Echo the records below verbatim, starting with their first line and going on through the line containing "Give the mask", both ends included.

## Excerpted records
-------------------------

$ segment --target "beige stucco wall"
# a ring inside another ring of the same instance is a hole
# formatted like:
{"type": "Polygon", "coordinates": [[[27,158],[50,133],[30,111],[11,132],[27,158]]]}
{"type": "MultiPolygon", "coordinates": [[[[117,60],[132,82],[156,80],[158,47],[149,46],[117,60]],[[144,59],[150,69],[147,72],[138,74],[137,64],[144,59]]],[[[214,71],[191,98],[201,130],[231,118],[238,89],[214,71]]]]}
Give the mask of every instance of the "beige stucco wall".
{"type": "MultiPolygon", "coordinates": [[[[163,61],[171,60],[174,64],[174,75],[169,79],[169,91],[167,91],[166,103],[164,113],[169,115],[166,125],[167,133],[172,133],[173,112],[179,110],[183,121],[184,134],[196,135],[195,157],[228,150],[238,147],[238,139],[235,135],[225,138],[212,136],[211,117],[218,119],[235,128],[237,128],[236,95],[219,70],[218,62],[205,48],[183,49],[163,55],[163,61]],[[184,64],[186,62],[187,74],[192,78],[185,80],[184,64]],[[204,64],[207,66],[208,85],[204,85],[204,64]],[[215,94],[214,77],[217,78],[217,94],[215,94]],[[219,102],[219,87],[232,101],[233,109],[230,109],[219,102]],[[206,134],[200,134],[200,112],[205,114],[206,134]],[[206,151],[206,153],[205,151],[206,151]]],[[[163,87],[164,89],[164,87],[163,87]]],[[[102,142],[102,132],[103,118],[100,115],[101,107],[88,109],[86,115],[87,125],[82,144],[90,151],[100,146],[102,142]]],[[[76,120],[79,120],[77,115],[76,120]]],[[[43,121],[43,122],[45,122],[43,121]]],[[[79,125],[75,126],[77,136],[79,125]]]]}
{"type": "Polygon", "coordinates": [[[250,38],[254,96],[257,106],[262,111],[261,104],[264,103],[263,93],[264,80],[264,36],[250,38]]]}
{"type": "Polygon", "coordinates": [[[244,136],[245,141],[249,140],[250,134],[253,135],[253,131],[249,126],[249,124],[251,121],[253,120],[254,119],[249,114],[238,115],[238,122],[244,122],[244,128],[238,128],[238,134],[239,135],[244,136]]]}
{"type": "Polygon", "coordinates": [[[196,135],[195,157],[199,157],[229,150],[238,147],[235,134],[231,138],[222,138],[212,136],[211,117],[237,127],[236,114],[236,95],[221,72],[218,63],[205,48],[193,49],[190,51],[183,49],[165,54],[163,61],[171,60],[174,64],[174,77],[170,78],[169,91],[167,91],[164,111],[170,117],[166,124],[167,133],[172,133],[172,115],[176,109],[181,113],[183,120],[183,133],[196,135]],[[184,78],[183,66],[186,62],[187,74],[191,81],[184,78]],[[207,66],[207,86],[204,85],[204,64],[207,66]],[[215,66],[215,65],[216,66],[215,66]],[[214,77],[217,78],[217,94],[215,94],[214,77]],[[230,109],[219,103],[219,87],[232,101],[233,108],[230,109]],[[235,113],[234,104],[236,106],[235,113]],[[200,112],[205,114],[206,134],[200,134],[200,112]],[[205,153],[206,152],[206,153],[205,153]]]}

-------------------------

## The reply
$ segment --target "beige stucco wall"
# a ring inside another ring of the same instance is a hole
# formatted like:
{"type": "Polygon", "coordinates": [[[27,158],[50,133],[30,111],[11,132],[27,158]]]}
{"type": "MultiPolygon", "coordinates": [[[[117,60],[132,82],[156,80],[158,47],[149,46],[117,60]],[[144,59],[150,69],[147,72],[138,74],[137,64],[144,59]]],[[[214,71],[191,98],[201,130],[231,118],[238,89],[214,71]]]]}
Give the mask of every instance of the "beige stucco wall".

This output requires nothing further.